# [TO BE DONE]
Write out, word for word, every line from the one containing "Point out the man's" through the last line of the records below, both ends included.

Collection entries:
○ ○ ○

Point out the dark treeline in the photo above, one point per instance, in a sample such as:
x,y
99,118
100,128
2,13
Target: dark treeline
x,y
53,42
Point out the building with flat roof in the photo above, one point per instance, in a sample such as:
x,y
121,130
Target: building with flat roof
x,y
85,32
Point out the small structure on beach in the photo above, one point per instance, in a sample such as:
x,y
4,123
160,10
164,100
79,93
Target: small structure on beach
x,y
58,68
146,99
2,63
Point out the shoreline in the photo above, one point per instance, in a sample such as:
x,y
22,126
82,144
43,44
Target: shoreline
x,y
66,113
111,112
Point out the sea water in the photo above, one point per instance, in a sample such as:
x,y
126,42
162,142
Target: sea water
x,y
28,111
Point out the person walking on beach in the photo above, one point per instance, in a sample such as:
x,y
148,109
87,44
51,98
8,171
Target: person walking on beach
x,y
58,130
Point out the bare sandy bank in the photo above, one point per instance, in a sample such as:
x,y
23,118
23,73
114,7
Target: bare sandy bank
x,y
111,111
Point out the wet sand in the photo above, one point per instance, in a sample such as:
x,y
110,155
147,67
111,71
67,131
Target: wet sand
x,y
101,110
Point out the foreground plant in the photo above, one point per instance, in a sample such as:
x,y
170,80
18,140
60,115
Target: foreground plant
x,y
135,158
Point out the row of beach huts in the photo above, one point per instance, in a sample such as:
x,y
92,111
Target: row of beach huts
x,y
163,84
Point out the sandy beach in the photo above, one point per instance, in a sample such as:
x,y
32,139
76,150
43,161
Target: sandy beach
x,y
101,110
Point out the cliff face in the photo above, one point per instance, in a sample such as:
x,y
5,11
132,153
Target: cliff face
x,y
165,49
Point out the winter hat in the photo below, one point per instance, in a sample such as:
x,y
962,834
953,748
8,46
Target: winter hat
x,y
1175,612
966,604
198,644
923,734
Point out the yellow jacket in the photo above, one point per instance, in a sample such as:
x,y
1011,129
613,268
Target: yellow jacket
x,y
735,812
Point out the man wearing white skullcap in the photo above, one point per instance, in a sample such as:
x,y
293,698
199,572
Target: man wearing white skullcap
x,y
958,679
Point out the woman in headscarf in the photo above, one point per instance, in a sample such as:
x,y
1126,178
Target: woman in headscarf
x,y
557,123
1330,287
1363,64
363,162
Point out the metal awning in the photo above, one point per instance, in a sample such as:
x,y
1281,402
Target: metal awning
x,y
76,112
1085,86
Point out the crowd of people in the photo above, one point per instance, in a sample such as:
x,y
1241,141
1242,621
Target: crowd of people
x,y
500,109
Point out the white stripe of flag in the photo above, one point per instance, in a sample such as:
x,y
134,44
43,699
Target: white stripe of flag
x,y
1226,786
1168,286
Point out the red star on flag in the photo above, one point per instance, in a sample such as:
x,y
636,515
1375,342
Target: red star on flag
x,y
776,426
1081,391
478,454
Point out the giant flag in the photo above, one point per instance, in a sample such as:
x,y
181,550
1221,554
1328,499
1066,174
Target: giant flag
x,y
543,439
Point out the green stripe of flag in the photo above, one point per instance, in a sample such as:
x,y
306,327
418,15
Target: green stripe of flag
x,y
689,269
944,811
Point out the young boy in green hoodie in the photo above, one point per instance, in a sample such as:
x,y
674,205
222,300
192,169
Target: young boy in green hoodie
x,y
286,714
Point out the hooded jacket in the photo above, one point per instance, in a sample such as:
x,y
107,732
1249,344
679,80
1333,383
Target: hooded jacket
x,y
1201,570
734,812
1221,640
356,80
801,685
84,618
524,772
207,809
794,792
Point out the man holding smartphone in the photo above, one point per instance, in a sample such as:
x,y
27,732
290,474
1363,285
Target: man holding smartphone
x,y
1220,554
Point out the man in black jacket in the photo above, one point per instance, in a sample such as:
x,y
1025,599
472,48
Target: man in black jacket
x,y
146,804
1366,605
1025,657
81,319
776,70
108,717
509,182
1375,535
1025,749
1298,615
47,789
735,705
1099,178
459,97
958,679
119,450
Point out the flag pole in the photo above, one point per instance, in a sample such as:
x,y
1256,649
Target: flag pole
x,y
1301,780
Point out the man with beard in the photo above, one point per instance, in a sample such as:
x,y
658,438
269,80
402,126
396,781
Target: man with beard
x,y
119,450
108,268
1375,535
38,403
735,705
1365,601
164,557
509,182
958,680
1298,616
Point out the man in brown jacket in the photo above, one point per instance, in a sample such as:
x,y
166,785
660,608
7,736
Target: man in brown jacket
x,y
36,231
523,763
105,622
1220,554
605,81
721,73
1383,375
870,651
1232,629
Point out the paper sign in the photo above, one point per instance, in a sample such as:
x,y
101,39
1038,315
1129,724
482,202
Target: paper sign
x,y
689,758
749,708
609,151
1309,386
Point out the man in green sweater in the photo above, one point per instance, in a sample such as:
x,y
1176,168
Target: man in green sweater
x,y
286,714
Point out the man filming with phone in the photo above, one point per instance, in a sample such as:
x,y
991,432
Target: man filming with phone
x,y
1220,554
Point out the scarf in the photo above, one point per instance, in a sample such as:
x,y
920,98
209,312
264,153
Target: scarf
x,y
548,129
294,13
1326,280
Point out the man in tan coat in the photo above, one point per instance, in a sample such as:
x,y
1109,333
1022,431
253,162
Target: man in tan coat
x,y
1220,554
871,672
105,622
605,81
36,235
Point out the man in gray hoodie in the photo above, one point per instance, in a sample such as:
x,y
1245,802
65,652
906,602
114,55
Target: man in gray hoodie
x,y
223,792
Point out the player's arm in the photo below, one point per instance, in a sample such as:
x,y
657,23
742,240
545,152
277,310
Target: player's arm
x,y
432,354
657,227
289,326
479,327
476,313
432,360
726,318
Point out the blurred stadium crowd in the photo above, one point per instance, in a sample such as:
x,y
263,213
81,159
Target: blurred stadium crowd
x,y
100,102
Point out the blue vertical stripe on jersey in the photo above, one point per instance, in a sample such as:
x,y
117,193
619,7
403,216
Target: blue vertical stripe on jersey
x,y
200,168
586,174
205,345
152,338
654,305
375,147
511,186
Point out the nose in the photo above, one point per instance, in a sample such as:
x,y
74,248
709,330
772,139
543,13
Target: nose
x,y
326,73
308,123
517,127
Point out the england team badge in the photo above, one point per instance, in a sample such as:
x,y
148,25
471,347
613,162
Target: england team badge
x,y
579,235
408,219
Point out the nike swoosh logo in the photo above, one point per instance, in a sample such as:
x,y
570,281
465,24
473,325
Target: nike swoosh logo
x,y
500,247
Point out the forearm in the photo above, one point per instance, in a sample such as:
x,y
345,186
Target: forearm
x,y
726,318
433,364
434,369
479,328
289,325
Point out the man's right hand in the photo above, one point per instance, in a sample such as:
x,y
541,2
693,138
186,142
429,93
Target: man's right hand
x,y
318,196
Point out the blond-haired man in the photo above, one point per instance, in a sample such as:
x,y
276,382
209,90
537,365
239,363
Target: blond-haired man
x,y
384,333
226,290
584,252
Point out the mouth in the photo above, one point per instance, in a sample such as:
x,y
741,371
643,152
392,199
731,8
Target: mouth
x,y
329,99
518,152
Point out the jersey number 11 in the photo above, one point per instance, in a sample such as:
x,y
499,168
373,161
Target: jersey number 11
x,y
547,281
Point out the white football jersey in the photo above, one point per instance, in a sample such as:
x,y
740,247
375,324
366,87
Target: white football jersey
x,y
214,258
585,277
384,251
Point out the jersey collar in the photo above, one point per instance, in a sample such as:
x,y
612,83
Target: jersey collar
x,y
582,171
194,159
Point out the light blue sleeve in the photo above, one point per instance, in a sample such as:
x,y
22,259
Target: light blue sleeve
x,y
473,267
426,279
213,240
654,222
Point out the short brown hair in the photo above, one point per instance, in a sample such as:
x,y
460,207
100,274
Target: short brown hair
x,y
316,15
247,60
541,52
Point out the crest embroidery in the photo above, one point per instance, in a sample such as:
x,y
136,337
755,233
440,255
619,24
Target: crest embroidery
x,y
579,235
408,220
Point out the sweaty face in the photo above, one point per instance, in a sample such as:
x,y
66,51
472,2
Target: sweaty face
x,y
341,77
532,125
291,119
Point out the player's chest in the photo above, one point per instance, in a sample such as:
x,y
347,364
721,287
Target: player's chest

○ ○ ○

# [OUTPUT FOR THIS EXERCISE]
Point out the man's right hand in the photo above, one point per instance, in a sample such as:
x,y
541,2
693,138
186,142
429,93
Target: man's right hand
x,y
318,196
Point out the blond-haired man in the photo above, one point per instance, in a sample such as:
x,y
276,382
209,90
537,365
239,363
Target: blond-haired man
x,y
384,333
226,290
584,252
Point out the mouth in the photo above, one point per instance, in a sample such as:
x,y
741,371
643,152
392,199
731,8
Target: mouth
x,y
329,99
518,152
Point out the jersey number 11 in the photo above, one point per instance, in a sample such as:
x,y
499,168
373,161
Target: jersey number 11
x,y
547,281
Point out the white football jersey in the photo above, one point per instance, in a sample such as:
x,y
740,247
375,324
366,87
Target: white football jersey
x,y
214,258
585,277
384,251
Point out the jersey collar in the photo above, one point per instance, in a sample such as:
x,y
612,83
Target: jersey collar
x,y
582,171
194,159
Point out the light blue sleeve in the photo above, one point per instance, in a sample such as:
x,y
22,259
Target: light blue sleeve
x,y
473,267
426,279
213,240
654,222
Point out the short brown hair in the photo above, one point per instance, in a sample such as:
x,y
460,207
100,274
Target: short brown hair
x,y
316,15
247,60
541,52
Point out the crest embroidery in the photo above, one point per instance, in a sample such as:
x,y
136,337
755,233
440,255
619,24
Target: crest embroidery
x,y
579,235
408,220
Point out the sweaty face in the photo above, one point per instance, in a sample such as:
x,y
66,51
472,2
Target: sweaty face
x,y
341,77
532,125
291,119
Point out the player's chest in the photo above, one point per instance, in a sample such as:
x,y
347,364
721,287
Target: player's chest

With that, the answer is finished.